## Page excerpt

- - - - - - -

ALONG Escario St. in Cebu City, there’s a building that is being finished, with work resuming every time there is a window to have workers there during the various lockdowns implemented due to the Covid-19 pandemic. It is going to be a boutique hotel — Goldberry — and one wonders why it is being finished as soon as possible with the tourism industry being in the doldrums.
“The hospitality industry has been decimated not only in Cebu City but the entire world. Prior to the pandemic, (Goldberry) was supposed to be the third of eight hotels the Coast Pacific group had in store but the pandemic made us review our plans. Even with the limitations and restrictions, we are doing our best to finish the construction to help the economy, the government and, most especially, our team members. We are happy to be able to create jobs to be able to help more families. Hopefully, this will inspire more businessmen and entrepreneurs to reopen their businesses to help the economy run again,” shared Cristina Chan Lo of Coast Pacific Manufacturing Corp. (CPMC).

- - - - - - -

## Dataset content
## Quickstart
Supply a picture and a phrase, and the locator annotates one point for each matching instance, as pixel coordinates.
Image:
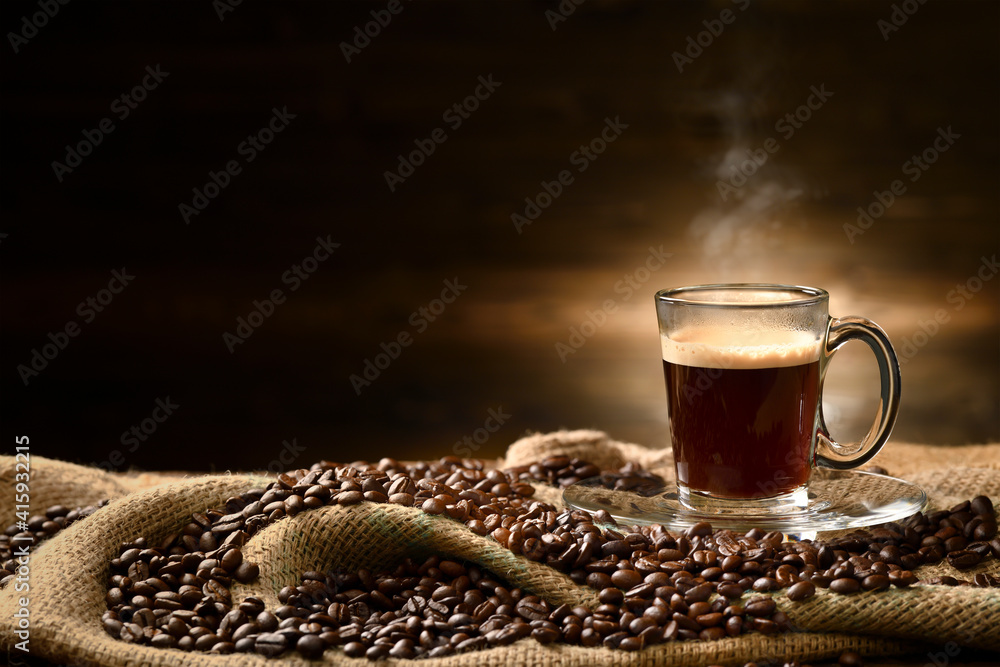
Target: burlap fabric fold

- - - - - - -

## Required actions
(1) From the Goldberry hotel article, write out the text between "ALONG Escario St." and "in the doldrums.", inclusive.
(2) Answer these from the Goldberry hotel article:
(a) On what street is the building going up?
(b) Before the pandemic, Goldberry was meant to be which of the group's planned hotels?
(c) Who is quoted, and with which company?
(3) Extend the Goldberry hotel article past its last sentence.

## Exercise responses
(1)
ALONG Escario St. in Cebu City, there’s a building that is being finished, with work resuming every time there is a window to have workers there during the various lockdowns implemented due to the Covid-19 pandemic. It is going to be a boutique hotel — Goldberry — and one wonders why it is being finished as soon as possible with the tourism industry being in the doldrums.

(2)
(a) Escario St. in Cebu City
(b) The third of eight hotels the Coast Pacific group had planned
(c) Cristina Chan Lo of Coast Pacific Manufacturing Corp. (CPMC)

(3)
Cristina hails from Vigan and landed in Cebu in 1984 when her husband, Philip Lo, was assigned to Cebu to help manage his family’s Manila-based furniture export business. In 1992, he left the family business and the couple established CPMC, of which Cristina is vice president and chief executive officer. The company is engaged in varied businesses, among them furniture manufacturing, furniture and furnishing retail stores; hotels; real estate both leasing and property development; automotive dealership; motorcycle import and assembly; shipping lines; food chain franchises; ice plant and cold storage; flour milling; trading; and commercial hydroponics.
Cristina is a licensed civil engineer, although not practicing. She also earned her MBA units from the Woodbury University in California. These have guided her well in running CPMC operations.
“My learnings and early training ingrained in me have guided me well. I was able to apply what I learned from my engineering studies like evaluating, assessing and calculating risk. And my technical and structural know-how guided me in building good furniture as well as in dealing with engineers, architects and contractors in our own buildings and projects,” she said.
The companies she founded under CPMC did not come all at once. The majority came after her children’s graduation from college.
“The children were eager to take part and we, parents, supported with investments in different industries where we saw opportunities. Decisions made were based not only on profit but also on the number of jobs a business can generate and the contribution it makes to the community for its sustainability.”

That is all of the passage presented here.